▶ [PASSAGE PROVIDED]
The book of Exodus can be divided roughly into three main parts. The first part goes from chapter 1-15 and tells us about God saving His people from Egypt and from Pharaoh. The second main part of the book goes from chapter 16-23, and covers the covenant that God made with His people on Mount Sinai by giving Israel the law, the Ten Commandments. The third part of the book goes from chapters 24-40 and covers the worship of God in the tabernacle. Included in that third part is the account of the false worship of the golden calf and God's grace manifested in the aftermath of that disobedience. Let's look briefly at these three parts of Exodus.

The first part corresponds most closely with the name of the book. The word “Exodus” is a Greek word meaning “the way out.” “Ex” means “out of” and “odus” means “road.” So if you put those two words together, you get “the road leading out.” The closest word in English is “exit.” Even today, Greeks use the word “exodus” to indicate the way out of a building just like we use our word “exit.”

And in the first 15 chapters we see the way out of Egypt for Israel, which is through God's sovereign defeat of Egypt, Pharaoh, and Egypt's gods. God is pictured in these chapters as a divine warrior who fights on behalf of His people. He saves Moses from the Nile river when Moses was a little boy, raised him up in Pharaoh's own household, and revealed Himself to Moses as the God who is. When God revealed Himself to Moses in the burning bush, God commissioned Moses to be the instrument through which God would save His people from the clutches of Pharaoh. Throughout the plagues, we see God fighting primarily against Egypt's gods. Every plague is a direct attack on one or another of Egypt's gods. This culminates in the Passover, where God made a difference between the Israelites and the Egyptians, and killed all the firstborn of Egypt, thus attacking Pharaoh himself in that point where Pharaoh was most vulnerable. The concept of the firstborn was vital to the Pharaohs, since that is one very important way to achieve immortality. When Pharaoh finally recognizes that the God of Israel is the true God, he sends Israel away, and the Israelites hurry out of Egypt.

▶ [PROBLEMS]
1. Answer these questions from the passage on the book of Exodus:
(a) Which chapters make up the second main part of the book?
(b) What does "odus" mean?
(c) According to the passage, what does every plague directly attack?
2. Transcribe the passage on the book of Exodus from "The book of" to "parts of Exodus.".
3. Write the next part of the passage on the book of Exodus, starting after its final sentence.

▶ [DATA SECTION]
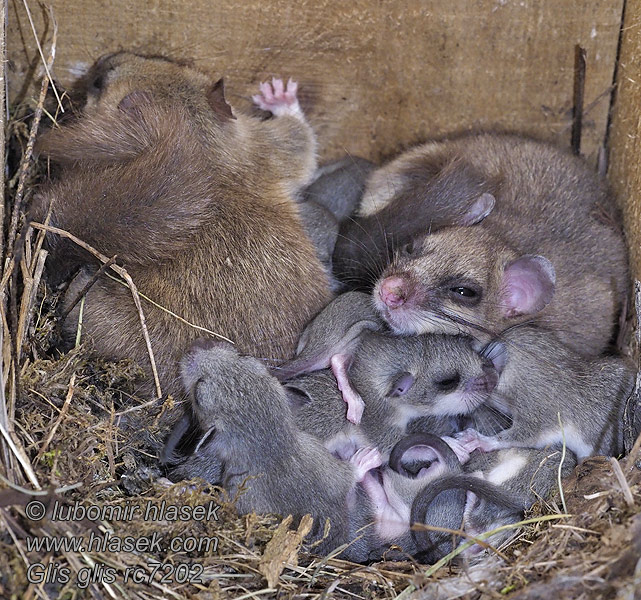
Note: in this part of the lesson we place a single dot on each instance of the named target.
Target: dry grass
(74, 431)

▶ [TASK RESULTS]
1.
(a) Chapters 16-23
(b) "Road"
(c) One or another of Egypt's gods

2.
The book of Exodus can be divided roughly into three main parts. The first part goes from chapter 1-15 and tells us about God saving His people from Egypt and from Pharaoh. The second main part of the book goes from chapter 16-23, and covers the covenant that God made with His people on Mount Sinai by giving Israel the law, the Ten Commandments. The third part of the book goes from chapters 24-40 and covers the worship of God in the tabernacle. Included in that third part is the account of the false worship of the golden calf and God's grace manifested in the aftermath of that disobedience. Let's look briefly at these three parts of Exodus.

3.
The second part of the story takes us from the death of Pharaoh's soldiers in the Red Sea and leads us straight to Mount Sinai, where God gives Israel the law. Since Israel was no longer going to serve Pharaoh but rather the living Lord, God needed to give them the rules whereby Israel would serve God. With any king there is a certain protocol, a certain way of doing things that needs to be set down so that the king and his subjects will understand one another. God gives that in a very full revelation in the Ten Commandments. Notice something very important about the order of the events in Exodus. The first part, which is deliverance, redemption, and salvation, comes before the giving of the law. This is true of salvation in the entire Bible. We do not receive our instructions for how to live our lives until God first saves us. Look at Paul's letters. The first part of any of Paul's letters is doctrine, which tells us what God has done to save us and how we are saved by faith that God implants in us. The second part of Paul's epistles tells us how to lives our lives in the light of that salvation. Salvation comes before law. That must be kept in mind. It is true of Exodus, and it is true for us.

The giving of the law leads us to the third part of Exodus, which has to do with the worship of our God. The third part of this book is the climax of the book, because here we learn in painstaking detail about the tabernacle, and how the worship of God is to be ordered. Every detail of the tabernacle is lovingly and lingeringly dwelt on, because the tabernacle is the place where God and man meet. It symbolized God's very presence on earth, and it is described in terms of a heaven on earth. It is made of magnificently beautiful materials, and is made for beauty and glory. Many of the things in the tabernacle are made to remind us of the Garden of Eden. The tabernacle is a new Garden of Eden where God meets man. What might appear to us to be boring details of how the tabernacle was made are not boring at all when seen from this perspective. If you were an Israelite at the time, you would be eager indeed to know what the inside of the tabernacle looked like. Only the high priest could go into that tabernacle, and he could only go into the Most Holy Place once a year. The common people could not go there.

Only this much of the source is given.